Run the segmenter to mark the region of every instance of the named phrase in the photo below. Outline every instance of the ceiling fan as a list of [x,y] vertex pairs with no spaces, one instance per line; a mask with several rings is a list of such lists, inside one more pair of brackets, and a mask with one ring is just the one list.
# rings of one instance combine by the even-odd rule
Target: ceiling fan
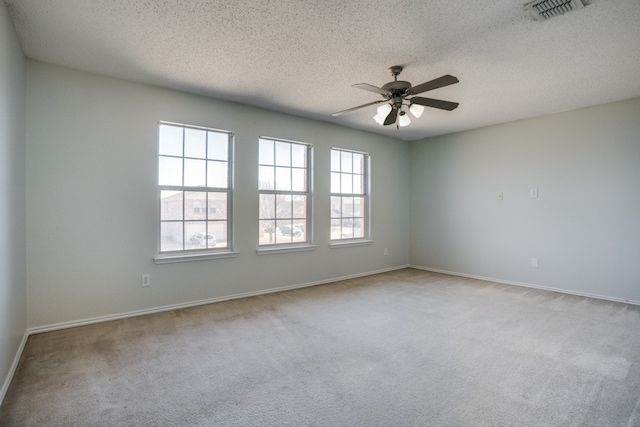
[[398,75],[402,72],[400,65],[394,65],[389,67],[389,72],[393,76],[393,81],[385,84],[382,87],[373,86],[367,83],[358,83],[353,85],[358,89],[368,90],[369,92],[375,92],[382,95],[384,99],[369,102],[368,104],[359,105],[357,107],[349,108],[347,110],[338,111],[333,113],[333,116],[339,116],[343,113],[358,110],[360,108],[368,107],[370,105],[382,104],[378,107],[378,114],[374,117],[374,120],[384,126],[396,124],[396,128],[399,126],[407,126],[411,123],[406,111],[402,109],[403,106],[408,107],[411,114],[416,118],[422,115],[424,107],[439,108],[441,110],[451,111],[458,107],[457,102],[442,101],[440,99],[424,98],[418,95],[429,90],[438,89],[444,86],[449,86],[454,83],[458,83],[459,80],[449,74],[438,77],[437,79],[430,80],[426,83],[419,84],[417,86],[411,86],[411,83],[398,80]]

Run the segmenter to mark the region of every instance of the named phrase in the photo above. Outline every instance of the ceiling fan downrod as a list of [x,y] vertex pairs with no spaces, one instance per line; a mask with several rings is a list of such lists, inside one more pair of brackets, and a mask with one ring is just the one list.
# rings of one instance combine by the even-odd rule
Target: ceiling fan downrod
[[391,67],[389,67],[389,72],[391,73],[391,75],[393,76],[393,79],[395,81],[398,81],[398,76],[400,75],[400,73],[402,72],[402,66],[400,65],[393,65]]

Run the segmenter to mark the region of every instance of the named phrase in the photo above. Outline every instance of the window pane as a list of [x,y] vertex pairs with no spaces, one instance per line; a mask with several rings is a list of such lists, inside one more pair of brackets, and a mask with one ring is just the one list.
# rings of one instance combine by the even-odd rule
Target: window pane
[[307,191],[306,169],[291,169],[291,190]]
[[276,221],[276,228],[278,229],[276,233],[276,243],[291,243],[293,240],[291,235],[291,230],[293,230],[291,220]]
[[353,154],[347,151],[340,153],[340,169],[342,172],[353,172]]
[[273,141],[269,139],[261,139],[260,140],[260,150],[259,150],[259,160],[258,163],[261,165],[273,165],[274,162],[274,151],[273,151]]
[[205,249],[207,247],[207,223],[204,221],[184,223],[184,248]]
[[353,194],[364,194],[364,182],[362,175],[353,175]]
[[307,167],[308,148],[301,144],[291,144],[291,166],[297,168]]
[[331,220],[331,239],[335,240],[335,239],[341,239],[341,233],[340,230],[342,229],[341,227],[341,221],[339,219],[332,219]]
[[291,196],[276,196],[276,218],[291,218]]
[[258,188],[260,190],[275,190],[276,184],[273,174],[275,173],[273,166],[260,166],[258,170]]
[[276,190],[291,191],[291,169],[276,168]]
[[160,251],[182,250],[182,222],[160,223]]
[[260,219],[273,219],[276,217],[276,195],[260,195]]
[[207,144],[207,158],[212,160],[229,160],[229,134],[208,132]]
[[331,170],[340,172],[340,151],[331,150]]
[[182,157],[181,127],[160,125],[159,140],[159,153],[161,155]]
[[351,194],[353,192],[353,175],[348,173],[343,173],[341,175],[341,193]]
[[342,217],[342,197],[331,197],[331,218]]
[[184,156],[204,159],[207,153],[207,132],[200,129],[184,130]]
[[184,219],[207,219],[207,193],[204,191],[185,191]]
[[363,216],[362,207],[364,206],[364,198],[363,197],[354,197],[353,198],[353,216]]
[[353,237],[355,239],[361,239],[364,237],[364,229],[362,228],[362,224],[364,221],[362,218],[356,218],[353,225]]
[[353,220],[352,219],[342,220],[342,230],[340,233],[343,239],[353,238]]
[[206,182],[206,161],[184,159],[184,186],[204,187]]
[[276,166],[291,166],[291,144],[276,141]]
[[276,242],[276,222],[260,221],[259,243],[261,245],[272,245]]
[[207,186],[215,188],[227,188],[229,186],[227,162],[207,162]]
[[182,159],[160,156],[158,182],[160,185],[182,186]]
[[340,193],[340,174],[331,172],[331,192]]
[[342,198],[342,216],[353,216],[353,197]]
[[[227,193],[207,194],[208,219],[228,219],[227,218]],[[217,237],[217,236],[216,236]]]
[[291,237],[294,242],[306,242],[307,241],[307,232],[305,230],[304,220],[293,221],[293,232]]
[[160,192],[160,220],[182,219],[182,191]]
[[208,248],[227,247],[227,221],[209,221],[207,231],[213,236],[206,239]]
[[364,154],[353,153],[353,172],[364,173]]
[[292,218],[304,219],[307,217],[307,196],[293,196]]

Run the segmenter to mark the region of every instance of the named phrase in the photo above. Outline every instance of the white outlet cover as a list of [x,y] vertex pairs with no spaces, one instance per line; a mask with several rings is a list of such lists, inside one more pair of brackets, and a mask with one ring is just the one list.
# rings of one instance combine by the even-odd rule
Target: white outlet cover
[[141,277],[141,285],[143,288],[146,288],[147,286],[151,286],[151,275],[150,274],[143,274]]
[[538,258],[531,258],[531,267],[538,268]]
[[537,199],[538,198],[538,189],[537,188],[532,188],[531,189],[531,198],[532,199]]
———
» WORK TO COMPLETE:
The answer must be an exact copy of the records, with no pictures in it.

» THE ANSWER:
Run the segmenter to mark the region of every instance of the named phrase in the photo below. Outline every instance of the ceiling fan as a list of [x,y] vertex pairs with no spaces, one instance per line; a mask with several rings is a list of such lists, inside one more pair of brackets, and a mask with one ring is just the one list.
# rings of one instance combine by the even-odd rule
Target: ceiling fan
[[398,75],[402,72],[400,65],[394,65],[389,67],[389,72],[393,76],[393,81],[385,84],[382,87],[373,86],[367,83],[358,83],[353,85],[358,89],[368,90],[369,92],[375,92],[382,95],[384,99],[369,102],[368,104],[359,105],[357,107],[349,108],[347,110],[338,111],[333,113],[333,116],[339,116],[343,113],[358,110],[360,108],[368,107],[370,105],[382,104],[378,107],[378,114],[374,117],[374,120],[384,126],[396,124],[396,128],[399,126],[407,126],[411,123],[406,111],[402,109],[403,106],[408,107],[411,114],[416,118],[422,115],[424,107],[439,108],[441,110],[451,111],[458,107],[457,102],[442,101],[440,99],[424,98],[418,95],[429,90],[438,89],[444,86],[449,86],[454,83],[458,83],[459,80],[449,74],[438,77],[437,79],[430,80],[426,83],[419,84],[417,86],[411,86],[411,83],[398,80]]

Run the segmenter to mark the region of every instance of the named phrase in the photo above. Outline every instance of the ceiling fan downrod as a list of [x,y] vertex pairs with no spaces, one instance per line; a mask with several rings is a list of such lists, inside one more pair of brackets, and a mask with one ring is just the one list.
# rings of one instance combine by the even-odd rule
Target: ceiling fan downrod
[[391,67],[389,67],[389,72],[391,73],[391,75],[393,76],[393,79],[395,81],[398,81],[398,76],[400,75],[400,73],[402,72],[402,66],[400,65],[393,65]]

Run the segmenter to mark the region of every instance of the named phrase in the photo above. Outline every instance of the window pane as a list of [x,y] vertex pairs with no spaces, one instance per line; a mask with several rings is a list of such lists, inside one more pair of brackets, and a mask with one ring is just the one list.
# rings of one instance combine by the even-odd rule
Target: window pane
[[307,191],[306,169],[291,169],[291,190]]
[[276,221],[276,228],[278,229],[276,233],[276,243],[291,243],[293,240],[291,235],[291,230],[293,230],[291,220]]
[[353,154],[347,151],[340,153],[340,169],[342,172],[353,172]]
[[273,141],[269,139],[261,139],[260,140],[260,150],[259,150],[259,160],[258,163],[261,165],[273,165],[274,162],[274,151],[273,151]]
[[205,249],[207,247],[207,223],[204,221],[184,223],[184,248]]
[[353,194],[364,194],[364,182],[362,175],[353,175]]
[[307,167],[308,148],[301,144],[291,144],[291,166],[297,168]]
[[331,220],[331,239],[335,240],[335,239],[341,239],[341,233],[340,230],[342,229],[341,227],[341,221],[339,219],[332,219]]
[[291,196],[276,196],[276,218],[291,218]]
[[258,188],[260,190],[275,190],[276,184],[273,174],[275,173],[273,166],[260,166],[258,170]]
[[276,190],[291,191],[291,169],[276,168]]
[[160,251],[182,250],[182,222],[160,223]]
[[260,219],[273,219],[276,217],[276,195],[260,195]]
[[207,144],[207,158],[212,160],[229,160],[229,134],[208,132]]
[[331,170],[340,172],[340,151],[331,150]]
[[182,157],[181,127],[160,125],[159,140],[159,153],[161,155]]
[[351,194],[353,192],[353,175],[348,173],[343,173],[341,175],[341,193]]
[[342,217],[342,197],[331,197],[331,218]]
[[184,156],[204,159],[207,153],[207,132],[200,129],[184,130]]
[[184,219],[207,219],[207,193],[204,191],[185,191]]
[[363,216],[362,207],[364,206],[364,198],[363,197],[354,197],[353,198],[353,216]]
[[353,237],[355,239],[361,239],[364,237],[364,229],[362,228],[362,224],[364,221],[362,218],[356,218],[353,225]]
[[353,220],[352,219],[342,220],[342,230],[340,233],[343,239],[353,238]]
[[206,182],[206,161],[184,159],[184,186],[204,187]]
[[276,166],[291,166],[291,144],[276,141]]
[[276,242],[276,222],[260,221],[259,243],[261,245],[272,245]]
[[207,186],[215,188],[227,188],[229,186],[227,162],[207,162]]
[[182,159],[160,156],[158,182],[160,185],[182,186]]
[[340,193],[340,174],[331,172],[331,192]]
[[342,198],[342,216],[353,216],[353,197]]
[[[227,193],[207,194],[208,219],[228,219],[227,218]],[[217,237],[217,236],[216,236]]]
[[291,237],[294,242],[306,242],[307,241],[307,232],[305,230],[304,220],[293,221],[293,232]]
[[160,192],[160,220],[182,219],[182,191]]
[[208,248],[227,247],[227,221],[209,221],[207,231],[213,236],[206,239]]
[[364,154],[353,153],[353,172],[364,173]]
[[292,218],[304,219],[307,217],[307,196],[293,196]]

Run the segmenter to mark the region of every instance of the named phrase in the photo above. Outline every instance of the white outlet cover as a list of [x,y] vertex pairs with no spaces, one instance per line; a mask with several rings is a list of such lists, inside one more pair of brackets, and a mask with one ring is just the one list.
# rings of one instance combine by the even-odd rule
Target: white outlet cover
[[141,277],[141,285],[143,288],[146,288],[147,286],[151,286],[151,275],[150,274],[143,274]]
[[538,258],[531,258],[531,267],[538,268]]
[[537,199],[538,198],[538,189],[537,188],[532,188],[531,189],[531,198],[532,199]]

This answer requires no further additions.